Segment Start: THE DATA

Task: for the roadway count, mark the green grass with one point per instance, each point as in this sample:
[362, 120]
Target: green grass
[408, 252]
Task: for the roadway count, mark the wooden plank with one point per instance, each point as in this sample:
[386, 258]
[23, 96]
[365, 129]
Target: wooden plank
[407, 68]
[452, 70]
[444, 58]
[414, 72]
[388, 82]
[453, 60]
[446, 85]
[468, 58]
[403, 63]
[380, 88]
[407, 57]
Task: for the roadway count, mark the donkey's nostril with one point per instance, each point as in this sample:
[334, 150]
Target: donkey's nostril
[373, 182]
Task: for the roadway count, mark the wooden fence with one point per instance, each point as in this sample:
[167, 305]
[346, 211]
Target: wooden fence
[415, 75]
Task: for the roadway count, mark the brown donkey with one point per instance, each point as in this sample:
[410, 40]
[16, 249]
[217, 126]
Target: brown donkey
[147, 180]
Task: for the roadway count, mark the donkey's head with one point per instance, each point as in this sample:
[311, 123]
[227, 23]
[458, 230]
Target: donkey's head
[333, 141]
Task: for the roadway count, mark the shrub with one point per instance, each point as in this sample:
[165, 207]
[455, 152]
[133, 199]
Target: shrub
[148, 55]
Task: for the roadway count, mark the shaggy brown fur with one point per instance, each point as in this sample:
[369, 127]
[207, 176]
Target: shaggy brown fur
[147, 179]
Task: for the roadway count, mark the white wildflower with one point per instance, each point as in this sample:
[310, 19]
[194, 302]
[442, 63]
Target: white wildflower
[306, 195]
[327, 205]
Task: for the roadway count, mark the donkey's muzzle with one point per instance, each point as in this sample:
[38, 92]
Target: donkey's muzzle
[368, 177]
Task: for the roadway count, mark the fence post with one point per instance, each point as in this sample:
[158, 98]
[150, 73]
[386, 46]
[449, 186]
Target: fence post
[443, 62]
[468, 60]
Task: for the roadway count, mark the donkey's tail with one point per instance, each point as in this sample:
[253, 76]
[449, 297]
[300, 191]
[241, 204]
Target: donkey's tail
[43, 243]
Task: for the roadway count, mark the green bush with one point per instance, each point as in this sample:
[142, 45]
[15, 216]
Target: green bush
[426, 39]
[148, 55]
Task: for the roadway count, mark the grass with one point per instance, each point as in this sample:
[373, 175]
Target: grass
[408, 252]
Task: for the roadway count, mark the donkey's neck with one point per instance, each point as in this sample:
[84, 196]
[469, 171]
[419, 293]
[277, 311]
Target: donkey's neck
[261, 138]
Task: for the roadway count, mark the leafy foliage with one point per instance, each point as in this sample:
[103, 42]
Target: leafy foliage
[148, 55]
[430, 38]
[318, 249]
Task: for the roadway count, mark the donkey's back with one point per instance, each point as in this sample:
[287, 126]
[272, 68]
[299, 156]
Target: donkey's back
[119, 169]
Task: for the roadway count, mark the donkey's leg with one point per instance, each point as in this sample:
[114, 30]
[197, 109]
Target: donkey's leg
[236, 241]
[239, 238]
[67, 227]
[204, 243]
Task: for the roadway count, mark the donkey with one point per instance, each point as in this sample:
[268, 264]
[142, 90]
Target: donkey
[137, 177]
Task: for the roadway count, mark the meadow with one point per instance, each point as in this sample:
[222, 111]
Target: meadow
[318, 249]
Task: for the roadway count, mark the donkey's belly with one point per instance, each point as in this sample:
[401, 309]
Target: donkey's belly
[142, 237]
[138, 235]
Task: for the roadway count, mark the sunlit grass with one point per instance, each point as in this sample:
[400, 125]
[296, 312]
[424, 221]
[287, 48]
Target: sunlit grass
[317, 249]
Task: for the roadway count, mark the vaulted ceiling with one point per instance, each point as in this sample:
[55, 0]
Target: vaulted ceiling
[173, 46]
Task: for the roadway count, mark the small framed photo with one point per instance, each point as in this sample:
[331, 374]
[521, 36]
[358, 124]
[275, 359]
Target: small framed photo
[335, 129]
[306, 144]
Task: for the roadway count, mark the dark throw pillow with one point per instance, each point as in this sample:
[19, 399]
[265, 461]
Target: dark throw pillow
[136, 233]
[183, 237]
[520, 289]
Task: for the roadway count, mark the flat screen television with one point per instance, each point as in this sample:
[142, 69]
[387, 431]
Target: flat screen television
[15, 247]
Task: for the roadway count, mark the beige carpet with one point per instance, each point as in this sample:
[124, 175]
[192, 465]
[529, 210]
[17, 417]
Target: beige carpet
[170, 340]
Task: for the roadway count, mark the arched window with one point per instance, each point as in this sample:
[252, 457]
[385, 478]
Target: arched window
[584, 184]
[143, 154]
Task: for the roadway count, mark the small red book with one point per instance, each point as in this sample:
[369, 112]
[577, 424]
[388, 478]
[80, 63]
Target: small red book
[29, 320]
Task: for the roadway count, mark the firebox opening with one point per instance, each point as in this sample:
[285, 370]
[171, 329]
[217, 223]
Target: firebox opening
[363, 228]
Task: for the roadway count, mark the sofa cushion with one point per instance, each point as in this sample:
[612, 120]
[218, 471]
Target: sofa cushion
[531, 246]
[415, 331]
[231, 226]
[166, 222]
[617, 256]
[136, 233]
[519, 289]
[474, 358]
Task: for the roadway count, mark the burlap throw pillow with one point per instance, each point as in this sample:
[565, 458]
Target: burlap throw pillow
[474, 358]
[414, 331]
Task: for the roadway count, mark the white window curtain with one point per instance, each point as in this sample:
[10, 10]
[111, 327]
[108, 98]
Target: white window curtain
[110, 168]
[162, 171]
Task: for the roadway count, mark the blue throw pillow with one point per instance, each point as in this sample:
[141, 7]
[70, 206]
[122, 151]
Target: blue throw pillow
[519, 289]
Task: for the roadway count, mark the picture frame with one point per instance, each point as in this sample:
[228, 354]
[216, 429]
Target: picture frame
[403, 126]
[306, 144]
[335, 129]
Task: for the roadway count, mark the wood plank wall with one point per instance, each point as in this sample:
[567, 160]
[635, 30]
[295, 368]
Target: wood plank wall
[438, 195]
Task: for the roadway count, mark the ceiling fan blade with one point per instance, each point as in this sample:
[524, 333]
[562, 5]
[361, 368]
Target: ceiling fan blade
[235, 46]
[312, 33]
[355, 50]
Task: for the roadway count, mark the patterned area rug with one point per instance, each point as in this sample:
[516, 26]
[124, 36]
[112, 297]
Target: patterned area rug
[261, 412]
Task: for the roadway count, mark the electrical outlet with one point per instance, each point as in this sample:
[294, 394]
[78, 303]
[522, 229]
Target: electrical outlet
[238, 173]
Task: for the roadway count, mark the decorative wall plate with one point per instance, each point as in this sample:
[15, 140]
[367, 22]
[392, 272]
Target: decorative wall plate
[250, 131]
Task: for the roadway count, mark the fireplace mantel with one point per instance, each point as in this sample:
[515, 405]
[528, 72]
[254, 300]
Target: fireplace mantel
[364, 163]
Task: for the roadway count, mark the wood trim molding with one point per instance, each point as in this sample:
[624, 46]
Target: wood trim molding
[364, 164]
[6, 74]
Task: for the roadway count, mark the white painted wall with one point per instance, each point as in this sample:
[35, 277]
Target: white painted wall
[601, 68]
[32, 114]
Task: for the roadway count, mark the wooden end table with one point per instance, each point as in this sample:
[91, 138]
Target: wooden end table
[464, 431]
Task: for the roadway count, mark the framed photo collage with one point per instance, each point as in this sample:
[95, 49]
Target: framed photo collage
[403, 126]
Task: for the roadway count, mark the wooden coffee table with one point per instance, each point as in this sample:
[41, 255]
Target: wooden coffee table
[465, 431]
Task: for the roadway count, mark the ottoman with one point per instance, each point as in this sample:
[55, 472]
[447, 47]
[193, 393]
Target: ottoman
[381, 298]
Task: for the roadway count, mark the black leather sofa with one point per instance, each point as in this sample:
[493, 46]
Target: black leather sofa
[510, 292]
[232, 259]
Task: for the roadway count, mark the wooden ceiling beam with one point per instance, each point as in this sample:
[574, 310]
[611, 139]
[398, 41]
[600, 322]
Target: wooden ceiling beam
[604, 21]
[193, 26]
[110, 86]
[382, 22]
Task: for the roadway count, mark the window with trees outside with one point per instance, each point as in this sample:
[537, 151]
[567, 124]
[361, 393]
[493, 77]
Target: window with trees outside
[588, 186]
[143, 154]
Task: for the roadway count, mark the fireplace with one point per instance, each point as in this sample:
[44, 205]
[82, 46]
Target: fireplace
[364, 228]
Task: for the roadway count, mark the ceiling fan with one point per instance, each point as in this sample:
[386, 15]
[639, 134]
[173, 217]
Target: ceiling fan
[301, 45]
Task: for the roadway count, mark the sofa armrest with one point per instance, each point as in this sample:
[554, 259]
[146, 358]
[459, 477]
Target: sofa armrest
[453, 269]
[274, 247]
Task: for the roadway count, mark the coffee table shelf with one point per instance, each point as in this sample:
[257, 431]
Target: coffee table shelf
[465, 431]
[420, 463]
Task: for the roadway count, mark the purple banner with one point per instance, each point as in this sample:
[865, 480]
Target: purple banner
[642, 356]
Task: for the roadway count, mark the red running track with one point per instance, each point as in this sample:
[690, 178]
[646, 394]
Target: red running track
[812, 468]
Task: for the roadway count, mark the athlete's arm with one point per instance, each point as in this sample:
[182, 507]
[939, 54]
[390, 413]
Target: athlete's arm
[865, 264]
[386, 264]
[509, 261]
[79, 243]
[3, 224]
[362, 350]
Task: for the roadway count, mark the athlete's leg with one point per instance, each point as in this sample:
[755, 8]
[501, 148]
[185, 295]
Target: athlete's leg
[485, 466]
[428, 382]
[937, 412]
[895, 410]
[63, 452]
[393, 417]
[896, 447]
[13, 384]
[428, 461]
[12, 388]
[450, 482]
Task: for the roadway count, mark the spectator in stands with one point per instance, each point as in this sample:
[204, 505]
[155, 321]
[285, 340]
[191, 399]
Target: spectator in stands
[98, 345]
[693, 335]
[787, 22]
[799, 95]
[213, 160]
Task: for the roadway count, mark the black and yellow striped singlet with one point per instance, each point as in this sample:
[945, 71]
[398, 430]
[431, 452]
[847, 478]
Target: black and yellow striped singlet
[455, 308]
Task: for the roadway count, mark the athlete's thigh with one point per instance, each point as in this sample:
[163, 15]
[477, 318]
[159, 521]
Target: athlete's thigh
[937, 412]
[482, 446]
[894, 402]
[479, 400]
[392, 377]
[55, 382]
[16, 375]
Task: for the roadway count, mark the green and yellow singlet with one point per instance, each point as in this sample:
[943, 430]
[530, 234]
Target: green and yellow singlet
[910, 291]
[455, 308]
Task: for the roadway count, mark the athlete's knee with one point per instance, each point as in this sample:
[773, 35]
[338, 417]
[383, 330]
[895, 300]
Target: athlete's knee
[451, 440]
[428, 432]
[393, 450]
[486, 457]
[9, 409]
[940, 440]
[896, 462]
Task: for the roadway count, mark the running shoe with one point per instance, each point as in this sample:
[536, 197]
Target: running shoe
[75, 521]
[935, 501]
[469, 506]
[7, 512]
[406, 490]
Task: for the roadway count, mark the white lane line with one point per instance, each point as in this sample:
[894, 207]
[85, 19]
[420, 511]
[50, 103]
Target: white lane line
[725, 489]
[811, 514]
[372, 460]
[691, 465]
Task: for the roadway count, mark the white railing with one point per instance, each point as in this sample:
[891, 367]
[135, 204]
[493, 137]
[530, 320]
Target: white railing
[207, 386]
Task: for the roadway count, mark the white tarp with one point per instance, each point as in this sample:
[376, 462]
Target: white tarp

Segment End: THE DATA

**EXERCISE OBJECTIVE:** Copy only the lines in the listing that contain "tarp".

**WRITTEN RESPONSE:**
Task: for the roadway count, mark the white tarp with one point per instance, each point as in this sample:
Target: white tarp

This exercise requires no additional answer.